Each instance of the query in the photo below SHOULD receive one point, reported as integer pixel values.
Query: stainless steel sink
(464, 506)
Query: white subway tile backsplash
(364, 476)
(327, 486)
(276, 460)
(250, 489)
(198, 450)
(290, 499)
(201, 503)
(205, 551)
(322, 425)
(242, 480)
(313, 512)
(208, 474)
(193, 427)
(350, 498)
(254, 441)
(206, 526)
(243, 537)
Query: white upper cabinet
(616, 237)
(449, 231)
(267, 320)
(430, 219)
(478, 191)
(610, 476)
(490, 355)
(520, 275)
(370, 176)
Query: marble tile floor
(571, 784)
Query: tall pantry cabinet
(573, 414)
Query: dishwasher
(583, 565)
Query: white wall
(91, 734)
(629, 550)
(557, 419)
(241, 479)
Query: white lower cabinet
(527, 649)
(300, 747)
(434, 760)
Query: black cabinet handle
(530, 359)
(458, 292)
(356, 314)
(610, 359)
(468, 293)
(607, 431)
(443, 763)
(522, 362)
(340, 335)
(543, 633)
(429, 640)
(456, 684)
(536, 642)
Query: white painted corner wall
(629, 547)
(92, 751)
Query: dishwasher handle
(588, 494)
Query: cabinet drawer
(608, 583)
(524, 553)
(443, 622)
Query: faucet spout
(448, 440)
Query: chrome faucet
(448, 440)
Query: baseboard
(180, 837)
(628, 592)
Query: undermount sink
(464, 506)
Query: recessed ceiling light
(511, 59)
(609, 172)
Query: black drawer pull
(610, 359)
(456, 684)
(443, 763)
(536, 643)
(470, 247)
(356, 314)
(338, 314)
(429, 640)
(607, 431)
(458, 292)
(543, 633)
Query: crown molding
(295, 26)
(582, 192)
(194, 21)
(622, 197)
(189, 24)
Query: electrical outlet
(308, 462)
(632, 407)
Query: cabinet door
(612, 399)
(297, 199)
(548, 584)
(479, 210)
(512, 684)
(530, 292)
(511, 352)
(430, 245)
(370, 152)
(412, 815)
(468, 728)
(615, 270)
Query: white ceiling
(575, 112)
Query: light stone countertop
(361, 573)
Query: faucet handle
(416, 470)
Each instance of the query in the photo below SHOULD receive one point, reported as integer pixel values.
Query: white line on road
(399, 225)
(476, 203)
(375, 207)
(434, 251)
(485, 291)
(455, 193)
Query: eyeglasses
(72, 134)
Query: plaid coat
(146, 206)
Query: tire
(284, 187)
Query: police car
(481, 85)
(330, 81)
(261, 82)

◆ **What the exercise asks**: Reproduce every record above exactly as it is written.

◆ **Result**:
Each instance of the query in the photo below SHOULD receive one point, reported as integer pixel values.
Query: stainless steel sink
(464, 506)
Query: white subway tile backsplash
(364, 476)
(327, 486)
(276, 460)
(250, 489)
(198, 450)
(290, 499)
(201, 503)
(205, 551)
(322, 425)
(242, 480)
(313, 512)
(208, 474)
(193, 427)
(350, 498)
(254, 441)
(206, 526)
(243, 537)
Query: white upper cabinet
(616, 237)
(449, 231)
(267, 320)
(430, 219)
(478, 191)
(610, 476)
(490, 355)
(520, 275)
(370, 176)
Query: marble tile floor
(571, 784)
Query: tall pantry cabinet
(573, 414)
Query: dishwasher
(583, 565)
Query: white wall
(91, 734)
(629, 550)
(557, 419)
(241, 479)
Query: white lower cabinet
(527, 649)
(300, 747)
(434, 760)
Query: black cabinet handle
(530, 359)
(458, 292)
(356, 314)
(610, 359)
(468, 293)
(607, 431)
(443, 763)
(522, 362)
(340, 335)
(543, 633)
(429, 640)
(456, 684)
(536, 642)
Query: white painted corner wall
(629, 547)
(92, 751)
Query: dishwasher handle
(588, 494)
Query: cabinet drawer
(608, 583)
(524, 553)
(443, 622)
Query: faucet spout
(448, 440)
Query: chrome faucet
(448, 440)
Query: baseboard
(180, 837)
(628, 592)
Query: undermount sink
(464, 506)
Query: recessed ceiling light
(511, 59)
(609, 172)
Query: black drawer pull
(610, 359)
(456, 684)
(443, 763)
(536, 643)
(470, 247)
(356, 314)
(338, 314)
(429, 640)
(607, 431)
(458, 292)
(543, 633)
Query: crown molding
(295, 26)
(582, 192)
(194, 21)
(622, 197)
(189, 24)
Query: electrical outlet
(308, 462)
(632, 407)
Query: cabinet door
(612, 399)
(297, 199)
(548, 584)
(479, 210)
(512, 684)
(530, 292)
(511, 352)
(430, 245)
(370, 152)
(412, 815)
(468, 728)
(615, 270)
Query: white ceiling
(575, 112)
Query: light stone countertop
(361, 573)
Query: faucet handle
(416, 470)
Each instance of the query in the photo below SHOULD receive one point, reported as integer pixel values.
Query: white line on road
(399, 225)
(476, 203)
(375, 207)
(434, 251)
(485, 291)
(455, 193)
Query: eyeglasses
(72, 134)
Query: plaid coat
(146, 206)
Query: tire
(284, 187)
Query: police car
(481, 85)
(330, 81)
(261, 82)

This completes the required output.